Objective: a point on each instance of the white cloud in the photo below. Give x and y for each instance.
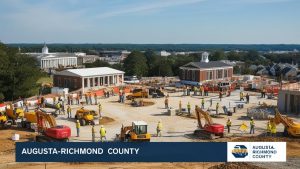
(148, 7)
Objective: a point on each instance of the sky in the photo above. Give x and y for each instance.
(150, 21)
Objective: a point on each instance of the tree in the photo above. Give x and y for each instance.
(136, 64)
(18, 74)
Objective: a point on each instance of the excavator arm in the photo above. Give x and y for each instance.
(203, 114)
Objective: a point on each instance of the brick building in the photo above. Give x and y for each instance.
(88, 78)
(195, 73)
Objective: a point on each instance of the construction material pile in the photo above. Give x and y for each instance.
(261, 113)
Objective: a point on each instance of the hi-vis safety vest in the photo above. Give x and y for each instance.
(159, 126)
(102, 132)
(77, 125)
(252, 123)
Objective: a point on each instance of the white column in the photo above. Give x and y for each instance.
(88, 80)
(82, 83)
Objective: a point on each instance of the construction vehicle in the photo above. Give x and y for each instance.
(290, 127)
(138, 93)
(48, 130)
(3, 119)
(29, 118)
(14, 113)
(209, 129)
(85, 116)
(156, 93)
(137, 132)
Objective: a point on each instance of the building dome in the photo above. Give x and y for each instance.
(45, 49)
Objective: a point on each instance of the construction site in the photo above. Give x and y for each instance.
(152, 110)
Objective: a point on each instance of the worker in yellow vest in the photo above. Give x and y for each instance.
(93, 133)
(69, 111)
(180, 106)
(228, 124)
(202, 103)
(252, 124)
(102, 133)
(217, 108)
(268, 128)
(159, 128)
(273, 129)
(189, 108)
(77, 127)
(100, 110)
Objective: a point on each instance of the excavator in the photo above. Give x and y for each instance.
(137, 132)
(14, 113)
(209, 129)
(49, 131)
(290, 127)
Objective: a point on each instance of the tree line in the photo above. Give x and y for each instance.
(18, 74)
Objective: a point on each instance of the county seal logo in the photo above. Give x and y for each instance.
(240, 151)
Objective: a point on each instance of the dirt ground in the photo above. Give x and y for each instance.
(175, 129)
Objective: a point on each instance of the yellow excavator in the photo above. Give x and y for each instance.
(210, 129)
(137, 132)
(14, 113)
(290, 127)
(48, 130)
(85, 116)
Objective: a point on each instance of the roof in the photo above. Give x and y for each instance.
(206, 65)
(139, 123)
(86, 72)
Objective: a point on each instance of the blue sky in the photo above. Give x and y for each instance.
(150, 21)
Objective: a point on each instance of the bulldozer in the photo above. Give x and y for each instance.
(137, 132)
(85, 116)
(14, 113)
(49, 131)
(138, 93)
(290, 127)
(209, 130)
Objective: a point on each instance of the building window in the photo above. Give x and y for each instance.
(75, 83)
(209, 75)
(225, 73)
(193, 75)
(219, 73)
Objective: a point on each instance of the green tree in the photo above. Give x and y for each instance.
(136, 64)
(18, 74)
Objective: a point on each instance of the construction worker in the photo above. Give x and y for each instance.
(77, 127)
(202, 103)
(180, 106)
(93, 133)
(69, 111)
(100, 110)
(159, 128)
(189, 108)
(217, 108)
(228, 124)
(241, 96)
(166, 103)
(95, 97)
(102, 133)
(273, 129)
(269, 128)
(247, 98)
(252, 124)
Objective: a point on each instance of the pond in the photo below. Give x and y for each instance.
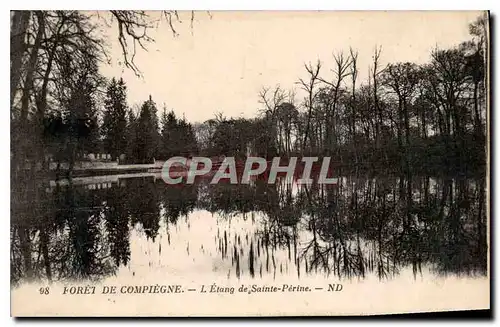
(381, 228)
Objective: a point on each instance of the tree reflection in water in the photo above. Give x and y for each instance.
(364, 225)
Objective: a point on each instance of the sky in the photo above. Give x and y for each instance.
(222, 63)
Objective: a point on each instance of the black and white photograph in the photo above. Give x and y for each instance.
(249, 163)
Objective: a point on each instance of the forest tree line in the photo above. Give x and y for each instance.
(405, 115)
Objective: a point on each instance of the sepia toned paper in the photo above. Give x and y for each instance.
(398, 102)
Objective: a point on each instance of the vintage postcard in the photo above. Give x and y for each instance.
(249, 163)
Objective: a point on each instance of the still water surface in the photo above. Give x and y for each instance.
(365, 227)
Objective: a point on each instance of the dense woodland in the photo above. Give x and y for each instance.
(406, 124)
(404, 116)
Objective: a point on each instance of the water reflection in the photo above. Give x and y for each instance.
(90, 228)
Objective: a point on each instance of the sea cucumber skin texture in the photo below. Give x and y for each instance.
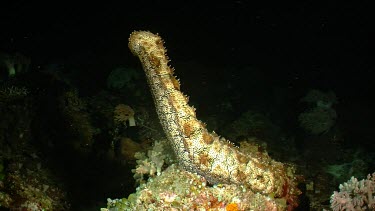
(198, 150)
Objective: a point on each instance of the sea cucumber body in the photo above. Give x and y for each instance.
(197, 149)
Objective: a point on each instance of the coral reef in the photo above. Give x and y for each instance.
(178, 189)
(197, 150)
(355, 195)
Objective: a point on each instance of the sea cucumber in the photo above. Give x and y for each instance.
(198, 150)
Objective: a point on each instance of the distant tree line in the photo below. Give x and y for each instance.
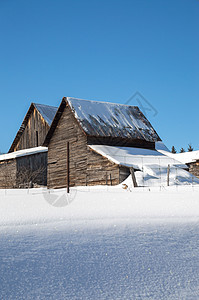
(182, 150)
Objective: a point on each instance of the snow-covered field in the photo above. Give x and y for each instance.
(100, 243)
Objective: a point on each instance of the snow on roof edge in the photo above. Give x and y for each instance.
(23, 152)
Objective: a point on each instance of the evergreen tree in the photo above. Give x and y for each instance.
(190, 148)
(173, 150)
(182, 150)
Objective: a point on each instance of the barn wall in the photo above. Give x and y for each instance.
(67, 130)
(8, 174)
(32, 170)
(100, 170)
(194, 168)
(28, 138)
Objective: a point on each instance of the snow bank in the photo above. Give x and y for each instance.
(185, 158)
(152, 165)
(24, 152)
(97, 203)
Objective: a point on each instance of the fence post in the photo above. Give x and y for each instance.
(110, 179)
(133, 177)
(168, 173)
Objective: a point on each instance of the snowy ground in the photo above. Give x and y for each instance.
(100, 243)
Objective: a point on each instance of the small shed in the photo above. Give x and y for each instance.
(191, 159)
(80, 124)
(34, 127)
(24, 168)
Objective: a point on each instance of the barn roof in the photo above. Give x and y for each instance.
(47, 112)
(24, 152)
(104, 119)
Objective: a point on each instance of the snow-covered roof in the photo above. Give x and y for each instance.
(24, 152)
(48, 112)
(112, 120)
(136, 157)
(185, 157)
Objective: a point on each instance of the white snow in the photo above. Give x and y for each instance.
(110, 119)
(96, 203)
(152, 165)
(24, 152)
(185, 158)
(107, 243)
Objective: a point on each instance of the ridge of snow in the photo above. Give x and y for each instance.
(185, 157)
(23, 152)
(110, 119)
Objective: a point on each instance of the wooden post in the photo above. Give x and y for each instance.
(37, 139)
(133, 177)
(168, 172)
(68, 166)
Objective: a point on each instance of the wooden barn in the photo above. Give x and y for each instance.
(34, 128)
(194, 167)
(79, 127)
(24, 168)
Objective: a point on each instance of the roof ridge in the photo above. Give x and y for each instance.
(44, 104)
(105, 102)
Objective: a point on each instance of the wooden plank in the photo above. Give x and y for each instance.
(133, 177)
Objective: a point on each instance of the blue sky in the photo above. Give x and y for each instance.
(102, 50)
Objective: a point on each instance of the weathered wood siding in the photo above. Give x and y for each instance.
(8, 174)
(100, 170)
(36, 126)
(32, 170)
(194, 168)
(86, 167)
(67, 130)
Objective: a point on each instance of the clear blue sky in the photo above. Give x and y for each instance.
(102, 50)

⁂

_What you will do_
Using the entries above, restate word for word every line from the one that contains "Objective: a point on each instance of the wooden plank" through the last.

_Reply_
Objective: a point on each instance of the wooden plank in the photo above. Give x and y for each instance.
(133, 177)
Objective: a point on each instance of the blue sky in the photo above. Give x and y for each instance.
(102, 50)
Objective: a point on each instance of the weathered wood siding in the photo above. Give x and y for each instance.
(8, 174)
(100, 170)
(36, 126)
(32, 170)
(194, 168)
(86, 167)
(67, 130)
Objective: a point on each instance of the clear blue sky in the photo above. Give x and y for each instance.
(102, 50)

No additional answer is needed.